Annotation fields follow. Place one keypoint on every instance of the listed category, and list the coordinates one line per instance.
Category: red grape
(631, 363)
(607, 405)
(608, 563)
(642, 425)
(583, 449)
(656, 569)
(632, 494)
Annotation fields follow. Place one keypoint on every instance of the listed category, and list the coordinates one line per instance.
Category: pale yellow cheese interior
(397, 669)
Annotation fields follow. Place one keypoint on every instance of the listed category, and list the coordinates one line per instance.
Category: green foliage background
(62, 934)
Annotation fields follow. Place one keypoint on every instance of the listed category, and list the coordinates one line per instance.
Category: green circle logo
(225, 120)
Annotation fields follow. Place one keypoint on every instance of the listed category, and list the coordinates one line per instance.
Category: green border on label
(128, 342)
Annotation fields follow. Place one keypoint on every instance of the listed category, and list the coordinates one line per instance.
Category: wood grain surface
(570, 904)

● Aim of the exercise: Lay out every line of the records above as a numbered list, leaving out any blank lines.

● Full answer:
1. Annotation fields follow. Place one keypoint on every instance of the listed category, and list the coordinates one line per instance.
2. Category: red grape
3. (631, 363)
4. (607, 405)
5. (608, 563)
6. (642, 425)
7. (583, 449)
8. (656, 569)
9. (632, 494)
10. Annotation fields follow. Place one keypoint on every instance of the listed category, and list the coordinates one line per instance.
11. Category: pale yellow cheese interior
12. (397, 669)
13. Annotation fields follow. Place one keypoint on every instance of the listed category, and list the coordinates one line per instance.
14. Category: green foliage background
15. (62, 934)
16. Annotation fields follow. Place one keypoint on every instance of the listed category, and list the coordinates one line per instance.
17. Category: green circle logo
18. (225, 120)
19. Annotation fields follow. Place one keypoint on every instance of the listed category, and list the coordinates one line per instance.
20. Category: green border on label
21. (128, 342)
22. Annotation fields follow. Place one keypoint on every instance of the listed category, and list the coordinates one line per instance.
23. Category: wood grain surface
24. (570, 904)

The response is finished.